How to complete this task - Please reproduce every line of the records below without changing anything.

____________________

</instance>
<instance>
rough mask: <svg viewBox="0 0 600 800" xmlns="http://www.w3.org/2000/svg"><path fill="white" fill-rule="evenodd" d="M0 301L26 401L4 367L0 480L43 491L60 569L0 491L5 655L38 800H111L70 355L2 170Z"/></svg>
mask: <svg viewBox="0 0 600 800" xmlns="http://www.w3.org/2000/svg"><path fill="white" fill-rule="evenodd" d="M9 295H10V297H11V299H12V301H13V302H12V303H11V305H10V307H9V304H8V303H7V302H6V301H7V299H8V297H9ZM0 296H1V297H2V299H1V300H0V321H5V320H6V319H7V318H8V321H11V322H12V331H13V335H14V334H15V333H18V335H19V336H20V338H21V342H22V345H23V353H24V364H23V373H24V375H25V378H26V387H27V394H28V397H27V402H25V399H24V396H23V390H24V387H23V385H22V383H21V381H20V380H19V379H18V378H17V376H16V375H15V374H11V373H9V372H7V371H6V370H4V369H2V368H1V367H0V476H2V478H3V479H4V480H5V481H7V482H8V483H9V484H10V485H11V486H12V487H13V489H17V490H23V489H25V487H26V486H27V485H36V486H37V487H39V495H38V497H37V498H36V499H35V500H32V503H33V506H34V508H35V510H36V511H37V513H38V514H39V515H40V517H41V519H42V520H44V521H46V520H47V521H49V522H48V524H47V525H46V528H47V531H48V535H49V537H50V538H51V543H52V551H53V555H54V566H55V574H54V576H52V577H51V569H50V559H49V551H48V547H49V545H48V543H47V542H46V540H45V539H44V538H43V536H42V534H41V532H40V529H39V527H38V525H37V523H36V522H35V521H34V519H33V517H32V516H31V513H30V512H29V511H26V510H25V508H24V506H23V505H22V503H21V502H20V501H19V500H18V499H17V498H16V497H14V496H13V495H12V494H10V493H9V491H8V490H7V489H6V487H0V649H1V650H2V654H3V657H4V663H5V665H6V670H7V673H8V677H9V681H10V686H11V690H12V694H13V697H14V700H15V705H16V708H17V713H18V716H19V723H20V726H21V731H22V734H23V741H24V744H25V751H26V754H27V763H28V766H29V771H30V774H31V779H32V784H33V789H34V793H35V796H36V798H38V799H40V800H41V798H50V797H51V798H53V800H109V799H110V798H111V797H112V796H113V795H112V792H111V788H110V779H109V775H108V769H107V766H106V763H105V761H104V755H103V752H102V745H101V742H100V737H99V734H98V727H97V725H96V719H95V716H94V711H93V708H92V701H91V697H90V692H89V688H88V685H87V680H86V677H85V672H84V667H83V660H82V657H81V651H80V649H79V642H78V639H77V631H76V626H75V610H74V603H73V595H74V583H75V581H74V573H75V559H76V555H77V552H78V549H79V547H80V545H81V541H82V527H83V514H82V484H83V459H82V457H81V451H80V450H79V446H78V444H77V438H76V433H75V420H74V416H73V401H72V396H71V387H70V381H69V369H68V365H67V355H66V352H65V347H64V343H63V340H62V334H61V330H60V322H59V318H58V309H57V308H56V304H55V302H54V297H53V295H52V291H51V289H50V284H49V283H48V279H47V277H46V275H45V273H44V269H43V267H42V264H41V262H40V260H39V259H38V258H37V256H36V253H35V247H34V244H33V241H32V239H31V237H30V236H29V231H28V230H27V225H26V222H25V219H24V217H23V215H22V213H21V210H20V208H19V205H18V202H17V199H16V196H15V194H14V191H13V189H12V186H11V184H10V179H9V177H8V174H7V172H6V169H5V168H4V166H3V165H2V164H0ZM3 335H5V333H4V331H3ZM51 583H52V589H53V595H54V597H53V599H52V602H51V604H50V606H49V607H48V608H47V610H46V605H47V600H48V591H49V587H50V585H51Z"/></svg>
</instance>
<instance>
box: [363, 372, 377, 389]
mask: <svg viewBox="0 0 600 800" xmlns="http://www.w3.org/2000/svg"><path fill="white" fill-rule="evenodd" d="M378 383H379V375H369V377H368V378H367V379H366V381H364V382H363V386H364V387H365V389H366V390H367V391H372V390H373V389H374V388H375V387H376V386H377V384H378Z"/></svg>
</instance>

____________________

Expected output -
</instance>
<instance>
rough mask: <svg viewBox="0 0 600 800" xmlns="http://www.w3.org/2000/svg"><path fill="white" fill-rule="evenodd" d="M0 301L26 401L4 367L0 480L43 491L60 569L0 491L5 655L38 800H111L70 355L2 170Z"/></svg>
mask: <svg viewBox="0 0 600 800" xmlns="http://www.w3.org/2000/svg"><path fill="white" fill-rule="evenodd" d="M9 295H10V297H11V299H12V301H13V302H12V303H11V305H10V307H9V304H8V303H7V302H6V301H7V299H8V297H9ZM0 296H1V297H2V299H1V300H0V321H5V320H6V319H7V318H8V321H11V322H12V331H13V335H14V334H15V333H18V335H19V336H20V338H21V342H22V345H23V353H24V364H23V373H24V375H25V378H26V387H27V394H28V397H27V402H25V399H24V396H23V390H24V387H23V385H22V383H21V381H20V380H19V379H18V378H17V376H16V375H15V374H11V373H9V372H7V371H6V370H4V369H2V368H1V367H0V476H2V478H3V479H4V480H5V481H7V482H8V483H9V484H10V485H11V486H12V487H13V489H17V490H23V489H25V487H26V486H27V485H36V486H37V487H39V495H38V497H37V498H36V499H35V500H32V503H33V506H34V508H35V510H36V511H37V513H38V514H39V515H40V517H41V519H42V520H44V521H46V520H47V521H49V522H48V524H47V525H46V528H47V531H48V535H49V537H50V538H51V543H52V551H53V555H54V566H55V574H54V576H52V577H51V569H50V559H49V551H48V547H49V545H48V543H47V542H46V540H45V539H44V538H43V536H42V534H41V532H40V529H39V527H38V525H37V523H36V522H35V521H34V519H33V517H32V516H31V513H30V512H29V511H26V510H25V508H24V506H23V505H22V503H21V502H20V501H19V500H18V499H17V498H16V497H14V496H13V495H12V494H10V493H9V491H8V490H7V489H6V487H0V649H1V650H2V654H3V657H4V663H5V665H6V670H7V673H8V677H9V681H10V686H11V690H12V694H13V697H14V700H15V705H16V708H17V713H18V716H19V723H20V726H21V731H22V734H23V741H24V744H25V751H26V754H27V763H28V766H29V771H30V774H31V779H32V784H33V789H34V793H35V796H36V798H38V799H40V800H41V798H50V797H51V798H53V800H109V799H110V798H111V797H112V796H113V795H112V792H111V788H110V779H109V775H108V769H107V766H106V763H105V761H104V755H103V752H102V745H101V742H100V737H99V734H98V727H97V725H96V719H95V716H94V711H93V708H92V701H91V697H90V692H89V688H88V685H87V680H86V677H85V672H84V667H83V660H82V657H81V651H80V649H79V642H78V639H77V631H76V626H75V610H74V603H73V595H74V583H75V581H74V573H75V559H76V555H77V552H78V549H79V547H80V545H81V541H82V527H83V514H82V484H83V459H82V457H81V451H80V450H79V446H78V444H77V438H76V433H75V420H74V416H73V401H72V396H71V387H70V381H69V369H68V365H67V355H66V352H65V347H64V343H63V340H62V334H61V330H60V322H59V318H58V309H57V308H56V304H55V302H54V297H53V295H52V291H51V289H50V284H49V283H48V279H47V277H46V275H45V273H44V269H43V267H42V264H41V262H40V260H39V259H38V258H37V256H36V253H35V247H34V244H33V241H32V239H31V237H30V236H29V231H28V230H27V225H26V222H25V219H24V217H23V215H22V213H21V210H20V208H19V205H18V202H17V199H16V196H15V194H14V191H13V189H12V186H11V184H10V179H9V177H8V174H7V172H6V169H5V168H4V166H3V165H2V164H0ZM3 335H5V333H4V331H3ZM51 583H52V589H53V595H54V597H53V599H52V602H51V604H50V606H49V607H48V608H47V610H46V605H47V600H48V591H49V587H50V585H51Z"/></svg>
</instance>
<instance>
box: [363, 372, 377, 389]
mask: <svg viewBox="0 0 600 800" xmlns="http://www.w3.org/2000/svg"><path fill="white" fill-rule="evenodd" d="M378 383H379V375H369V377H368V378H367V379H366V381H364V382H363V386H364V387H365V389H366V390H367V391H372V390H373V389H374V388H375V387H376V386H377V384H378Z"/></svg>
</instance>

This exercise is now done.